▶ _REQUIREMENT_: Will you give every entry again exactly as it stands?

● ● ● ●

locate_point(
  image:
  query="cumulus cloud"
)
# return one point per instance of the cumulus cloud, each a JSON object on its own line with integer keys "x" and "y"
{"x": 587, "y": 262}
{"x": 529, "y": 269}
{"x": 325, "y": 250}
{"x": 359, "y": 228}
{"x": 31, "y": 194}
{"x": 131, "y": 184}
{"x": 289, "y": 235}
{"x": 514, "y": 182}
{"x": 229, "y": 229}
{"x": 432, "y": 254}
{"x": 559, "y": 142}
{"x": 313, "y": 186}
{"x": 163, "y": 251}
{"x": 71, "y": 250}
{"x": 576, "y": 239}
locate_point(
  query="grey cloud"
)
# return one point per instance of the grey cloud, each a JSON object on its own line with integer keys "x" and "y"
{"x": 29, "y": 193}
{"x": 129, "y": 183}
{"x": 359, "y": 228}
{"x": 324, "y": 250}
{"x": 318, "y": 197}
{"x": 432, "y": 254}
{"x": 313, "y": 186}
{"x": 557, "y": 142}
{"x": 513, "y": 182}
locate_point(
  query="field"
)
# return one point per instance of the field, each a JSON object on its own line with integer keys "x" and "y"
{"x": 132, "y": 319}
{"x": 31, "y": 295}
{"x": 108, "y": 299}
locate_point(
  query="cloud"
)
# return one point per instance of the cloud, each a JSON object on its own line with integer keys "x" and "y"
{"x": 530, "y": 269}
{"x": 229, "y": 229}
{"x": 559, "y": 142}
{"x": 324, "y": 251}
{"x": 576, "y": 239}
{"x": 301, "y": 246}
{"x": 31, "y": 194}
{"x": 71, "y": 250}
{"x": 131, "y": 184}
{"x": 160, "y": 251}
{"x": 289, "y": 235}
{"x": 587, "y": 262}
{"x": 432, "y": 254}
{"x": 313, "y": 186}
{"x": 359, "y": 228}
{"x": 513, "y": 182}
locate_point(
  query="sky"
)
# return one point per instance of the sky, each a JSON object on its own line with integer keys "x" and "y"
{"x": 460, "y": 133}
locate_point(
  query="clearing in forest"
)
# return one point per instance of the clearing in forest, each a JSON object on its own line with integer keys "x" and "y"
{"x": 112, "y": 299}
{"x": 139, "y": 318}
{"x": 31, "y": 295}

● ● ● ●

▶ _ANSWER SPACE_:
locate_point(
  image:
  query="cumulus cloud"
)
# return one point per instance of the cumulus cloud, each a JSON object on its own line with integer keys "x" and "y"
{"x": 587, "y": 262}
{"x": 529, "y": 269}
{"x": 325, "y": 250}
{"x": 359, "y": 228}
{"x": 31, "y": 194}
{"x": 131, "y": 184}
{"x": 289, "y": 235}
{"x": 514, "y": 182}
{"x": 229, "y": 229}
{"x": 432, "y": 254}
{"x": 559, "y": 142}
{"x": 313, "y": 186}
{"x": 163, "y": 251}
{"x": 71, "y": 250}
{"x": 576, "y": 239}
locate_point(
  query="grey cloud"
)
# return one point per instance of the grey cloud, each a JSON object on its own line with integer keys "x" and "y"
{"x": 29, "y": 193}
{"x": 129, "y": 183}
{"x": 359, "y": 228}
{"x": 324, "y": 250}
{"x": 318, "y": 197}
{"x": 432, "y": 254}
{"x": 313, "y": 186}
{"x": 557, "y": 142}
{"x": 513, "y": 182}
locate_point(
  query="field"
)
# return one point per instance of the field, each a JSON object on its own line with integer keys "x" and "y"
{"x": 132, "y": 319}
{"x": 31, "y": 295}
{"x": 108, "y": 299}
locate_point(
  query="cloud"
)
# return one point per instance of the cloud, each a JSON object on its own line with integer keys "x" and "y"
{"x": 530, "y": 269}
{"x": 229, "y": 229}
{"x": 559, "y": 142}
{"x": 324, "y": 251}
{"x": 576, "y": 239}
{"x": 301, "y": 246}
{"x": 31, "y": 194}
{"x": 71, "y": 250}
{"x": 131, "y": 184}
{"x": 160, "y": 251}
{"x": 289, "y": 235}
{"x": 587, "y": 262}
{"x": 432, "y": 254}
{"x": 313, "y": 186}
{"x": 359, "y": 228}
{"x": 513, "y": 182}
locate_point(
  query="sky"
)
# return one point per instance of the sky, each a JSON object on its own line with integer keys "x" and "y"
{"x": 460, "y": 133}
locate_point(
  query="clearing in forest"
)
# return one point per instance of the clearing in forest, each a JSON object on its own line with integer keys "x" and "y"
{"x": 112, "y": 299}
{"x": 139, "y": 318}
{"x": 31, "y": 295}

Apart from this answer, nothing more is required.